◆ **TASK REQUIREMENTS**
Copy each entry below exactly as it appears.

◆ **DATA EXCERPTS**
BEGIN
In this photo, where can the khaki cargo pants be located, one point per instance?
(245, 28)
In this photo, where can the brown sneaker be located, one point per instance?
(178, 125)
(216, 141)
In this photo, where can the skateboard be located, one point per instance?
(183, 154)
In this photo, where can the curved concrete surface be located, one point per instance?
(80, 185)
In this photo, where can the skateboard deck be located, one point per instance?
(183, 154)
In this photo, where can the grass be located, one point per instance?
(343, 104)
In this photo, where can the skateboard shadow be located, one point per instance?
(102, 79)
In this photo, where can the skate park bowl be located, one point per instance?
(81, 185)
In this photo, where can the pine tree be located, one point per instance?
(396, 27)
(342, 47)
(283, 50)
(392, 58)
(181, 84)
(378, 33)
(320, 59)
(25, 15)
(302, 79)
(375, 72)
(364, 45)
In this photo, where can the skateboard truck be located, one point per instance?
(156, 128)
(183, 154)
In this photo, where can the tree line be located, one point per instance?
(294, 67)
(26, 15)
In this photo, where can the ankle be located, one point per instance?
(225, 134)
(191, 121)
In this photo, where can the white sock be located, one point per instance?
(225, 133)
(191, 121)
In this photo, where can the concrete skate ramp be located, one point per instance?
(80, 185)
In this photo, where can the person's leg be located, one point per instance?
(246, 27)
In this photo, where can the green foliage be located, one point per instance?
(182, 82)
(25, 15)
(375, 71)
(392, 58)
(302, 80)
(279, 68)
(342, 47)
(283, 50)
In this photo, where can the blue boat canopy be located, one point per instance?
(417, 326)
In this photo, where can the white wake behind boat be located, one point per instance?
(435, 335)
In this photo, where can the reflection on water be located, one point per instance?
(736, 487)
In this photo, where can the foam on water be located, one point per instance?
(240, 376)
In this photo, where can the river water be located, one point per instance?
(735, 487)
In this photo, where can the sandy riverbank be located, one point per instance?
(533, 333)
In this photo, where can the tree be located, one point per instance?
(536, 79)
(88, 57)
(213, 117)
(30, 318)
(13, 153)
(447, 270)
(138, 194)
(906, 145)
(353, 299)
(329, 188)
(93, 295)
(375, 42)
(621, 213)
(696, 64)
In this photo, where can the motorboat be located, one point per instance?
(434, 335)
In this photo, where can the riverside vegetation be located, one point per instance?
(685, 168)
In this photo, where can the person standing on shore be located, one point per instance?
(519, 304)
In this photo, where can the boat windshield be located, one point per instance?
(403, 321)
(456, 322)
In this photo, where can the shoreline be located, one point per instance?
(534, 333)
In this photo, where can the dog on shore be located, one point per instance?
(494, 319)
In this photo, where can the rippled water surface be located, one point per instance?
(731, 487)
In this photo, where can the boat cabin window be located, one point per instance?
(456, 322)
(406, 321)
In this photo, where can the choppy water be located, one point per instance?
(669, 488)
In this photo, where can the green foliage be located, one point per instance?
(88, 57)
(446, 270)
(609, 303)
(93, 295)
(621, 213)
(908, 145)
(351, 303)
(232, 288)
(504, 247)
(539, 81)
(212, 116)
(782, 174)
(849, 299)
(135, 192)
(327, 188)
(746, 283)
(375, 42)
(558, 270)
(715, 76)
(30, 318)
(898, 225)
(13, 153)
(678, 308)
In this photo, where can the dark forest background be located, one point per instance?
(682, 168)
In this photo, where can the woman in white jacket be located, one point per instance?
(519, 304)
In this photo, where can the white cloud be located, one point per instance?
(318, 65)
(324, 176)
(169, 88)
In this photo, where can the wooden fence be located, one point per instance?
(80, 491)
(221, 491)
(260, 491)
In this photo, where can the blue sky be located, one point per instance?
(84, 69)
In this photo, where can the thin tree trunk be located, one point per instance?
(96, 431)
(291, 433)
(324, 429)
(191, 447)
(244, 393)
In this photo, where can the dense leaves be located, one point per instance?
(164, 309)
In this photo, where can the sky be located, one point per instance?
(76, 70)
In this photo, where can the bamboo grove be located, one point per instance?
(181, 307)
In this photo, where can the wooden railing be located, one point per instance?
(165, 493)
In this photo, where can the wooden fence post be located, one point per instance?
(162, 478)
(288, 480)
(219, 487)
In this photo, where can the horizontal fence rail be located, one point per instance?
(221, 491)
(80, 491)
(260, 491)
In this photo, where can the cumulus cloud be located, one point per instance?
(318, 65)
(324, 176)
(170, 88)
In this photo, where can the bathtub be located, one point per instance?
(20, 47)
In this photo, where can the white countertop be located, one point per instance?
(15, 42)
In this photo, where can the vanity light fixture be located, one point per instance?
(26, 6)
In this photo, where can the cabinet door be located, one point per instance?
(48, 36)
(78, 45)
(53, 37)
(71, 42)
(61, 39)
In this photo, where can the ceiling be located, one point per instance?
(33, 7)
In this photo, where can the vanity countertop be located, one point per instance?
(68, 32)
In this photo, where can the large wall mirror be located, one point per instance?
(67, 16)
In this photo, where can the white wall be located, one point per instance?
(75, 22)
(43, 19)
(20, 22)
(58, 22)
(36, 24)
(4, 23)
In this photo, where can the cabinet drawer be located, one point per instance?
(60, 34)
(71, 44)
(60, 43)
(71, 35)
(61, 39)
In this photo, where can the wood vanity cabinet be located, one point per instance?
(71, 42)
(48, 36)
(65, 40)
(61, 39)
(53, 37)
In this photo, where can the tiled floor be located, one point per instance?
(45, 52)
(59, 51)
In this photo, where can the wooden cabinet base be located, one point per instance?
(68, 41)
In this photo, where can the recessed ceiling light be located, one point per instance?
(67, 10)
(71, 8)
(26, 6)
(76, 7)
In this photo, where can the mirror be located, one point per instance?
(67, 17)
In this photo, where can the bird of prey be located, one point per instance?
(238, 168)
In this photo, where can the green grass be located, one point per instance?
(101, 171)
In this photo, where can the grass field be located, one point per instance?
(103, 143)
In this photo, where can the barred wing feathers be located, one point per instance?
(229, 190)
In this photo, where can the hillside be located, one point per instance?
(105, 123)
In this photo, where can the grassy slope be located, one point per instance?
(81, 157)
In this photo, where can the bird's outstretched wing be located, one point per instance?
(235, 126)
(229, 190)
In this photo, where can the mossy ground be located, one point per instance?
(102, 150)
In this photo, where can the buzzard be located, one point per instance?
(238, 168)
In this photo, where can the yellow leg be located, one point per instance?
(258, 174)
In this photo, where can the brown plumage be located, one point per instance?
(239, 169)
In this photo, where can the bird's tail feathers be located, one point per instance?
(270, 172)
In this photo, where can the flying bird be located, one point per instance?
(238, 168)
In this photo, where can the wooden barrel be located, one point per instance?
END
◆ **THE ANSWER**
In this photo, where can the khaki cargo pants be located, one point per instance?
(245, 28)
In this photo, where can the brown sneaker be located, one point per instance?
(178, 125)
(216, 141)
In this photo, where can the skateboard be located, one point per instance?
(183, 154)
In this photo, where can the curved concrete surface be located, one point per instance?
(80, 185)
In this photo, where can the skateboard deck be located, one point per instance?
(183, 154)
In this photo, where can the grass be located, one point per instance?
(343, 104)
In this photo, where can the skateboard shadow be located, one point per instance?
(102, 79)
In this photo, where can the skate park bowl be located, one point per instance?
(81, 185)
In this photo, where can the pine tree be located, one point per instance?
(396, 27)
(342, 47)
(283, 50)
(392, 58)
(181, 84)
(378, 33)
(320, 59)
(25, 15)
(302, 79)
(375, 72)
(364, 45)
In this photo, where can the skateboard truck be located, one point per instance?
(156, 128)
(183, 154)
In this photo, where can the tree line be located, one point per instance?
(294, 67)
(26, 15)
In this photo, where can the ankle be located, one point per instance?
(225, 134)
(191, 121)
In this photo, where can the white sock be located, one point per instance?
(225, 133)
(191, 121)
In this photo, where can the concrete skate ramp be located, one point per instance?
(80, 185)
In this photo, where can the person's leg be located, one point per instance?
(246, 27)
In this photo, where can the green foliage be located, one point per instance?
(182, 82)
(25, 15)
(375, 71)
(392, 58)
(302, 80)
(279, 68)
(342, 47)
(283, 50)
In this photo, where can the blue boat canopy be located, one point per instance?
(417, 326)
In this photo, where can the white wake behind boat be located, one point per instance?
(435, 335)
In this photo, where can the reflection on water be located, one point per instance?
(736, 487)
In this photo, where can the foam on water be located, one point per instance?
(240, 376)
In this photo, where can the river water be located, one point per instance?
(735, 487)
In this photo, where can the sandy riverbank be located, one point per instance?
(533, 333)
In this photo, where can the tree be located, one point per instance?
(536, 79)
(88, 57)
(213, 117)
(30, 318)
(13, 153)
(447, 270)
(138, 194)
(906, 145)
(353, 299)
(329, 188)
(93, 295)
(375, 42)
(621, 213)
(696, 64)
In this photo, where can the motorboat be located, one point per instance?
(434, 335)
In this photo, where can the riverside vegetation be located, one point per instance?
(685, 168)
In this photo, where can the person standing on shore be located, one point per instance?
(519, 304)
In this photo, where can the boat windshield be located, one point per instance?
(403, 321)
(456, 322)
In this photo, where can the shoreline be located, one point per instance?
(534, 333)
In this photo, where can the dog on shore be located, one point per instance?
(494, 319)
In this photo, where can the rippled water surface be located, one point per instance?
(731, 487)
In this photo, where can the boat cabin window be located, one point per instance?
(456, 322)
(406, 321)
In this photo, where can the choppy water be located, one point per instance?
(669, 488)
In this photo, where can the green foliage be located, one point per instance?
(88, 57)
(446, 270)
(609, 303)
(93, 295)
(621, 213)
(908, 145)
(351, 303)
(232, 288)
(504, 247)
(539, 81)
(212, 116)
(782, 174)
(849, 299)
(135, 192)
(327, 188)
(746, 283)
(375, 42)
(558, 270)
(715, 76)
(30, 318)
(898, 225)
(13, 153)
(678, 308)
In this photo, where can the dark forest background be located, one point per instance?
(682, 168)
In this photo, where can the woman in white jacket be located, one point per instance?
(519, 304)
In this photo, where can the white cloud be located, one point per instance?
(318, 65)
(324, 176)
(169, 88)
In this photo, where can the wooden fence be located, one point per instance?
(80, 491)
(221, 491)
(260, 491)
In this photo, where can the blue sky be located, one point per instance?
(84, 69)
In this photo, where can the thin tree trunk be located, one point per instance?
(96, 431)
(291, 433)
(324, 429)
(191, 447)
(244, 393)
In this photo, where can the dense leaves be located, one point per instance?
(164, 309)
In this photo, where can the sky be located, one point per instance?
(76, 70)
In this photo, where can the bamboo grove be located, one point per instance?
(181, 307)
In this photo, where can the wooden railing be located, one point per instance?
(165, 493)
In this photo, where can the wooden fence post be located, one point per instance?
(162, 478)
(288, 480)
(219, 487)
In this photo, where can the horizontal fence rail be located, one point per instance?
(221, 491)
(80, 491)
(260, 491)
In this photo, where can the cumulus cloud be located, one point per instance?
(318, 65)
(324, 176)
(170, 88)
In this photo, where can the bathtub be located, one point per instance?
(20, 47)
In this photo, where can the white countertop be located, one point per instance?
(15, 42)
In this photo, where can the vanity light fixture be located, one point per instance?
(26, 6)
In this photo, where can the cabinet door be located, one point per instance?
(48, 36)
(78, 45)
(53, 37)
(71, 42)
(61, 39)
In this photo, where can the ceiling be located, one point per instance?
(33, 7)
In this photo, where can the vanity countertop be located, one point per instance?
(68, 32)
In this photo, where can the large wall mirror be located, one point per instance?
(67, 16)
In this photo, where can the white wall be located, one point per instance?
(75, 22)
(43, 19)
(20, 22)
(58, 22)
(36, 24)
(4, 23)
In this photo, where can the cabinet drawer be located, one point per instance?
(60, 34)
(71, 44)
(60, 43)
(71, 35)
(61, 39)
In this photo, where can the wood vanity cabinet be located, one point per instance?
(71, 42)
(48, 36)
(65, 40)
(61, 39)
(53, 37)
In this photo, where can the tiled floor be located, one point per instance?
(45, 52)
(59, 51)
In this photo, where can the wooden cabinet base be located, one point per instance?
(68, 41)
In this photo, where can the recessed ceiling light be located, one point per instance?
(67, 10)
(71, 8)
(26, 6)
(76, 7)
In this photo, where can the mirror be located, one point per instance?
(67, 17)
In this photo, where can the bird of prey be located, one point per instance?
(238, 168)
In this photo, where can the green grass be located, one point per instance?
(101, 171)
In this photo, where can the grass field be located, one point per instance?
(103, 143)
In this photo, where can the barred wing feathers be located, one point per instance?
(229, 190)
In this photo, where can the hillside be located, one point per instance?
(105, 123)
In this photo, where can the grassy slope be located, one point per instance?
(81, 157)
In this photo, where can the bird's outstretched wing be located, one point per instance?
(235, 126)
(229, 190)
In this photo, where can the mossy ground be located, one point per instance?
(102, 150)
In this photo, where can the buzzard be located, one point per instance?
(238, 168)
In this photo, where can the yellow leg be located, one point per instance?
(258, 174)
In this photo, where can the brown plumage be located, one point per instance?
(239, 169)
In this photo, where can the bird's tail feathers be located, one point per instance?
(270, 172)
In this photo, where can the flying bird be located, one point per instance?
(238, 168)
In this photo, where can the wooden barrel be located, one point per instance?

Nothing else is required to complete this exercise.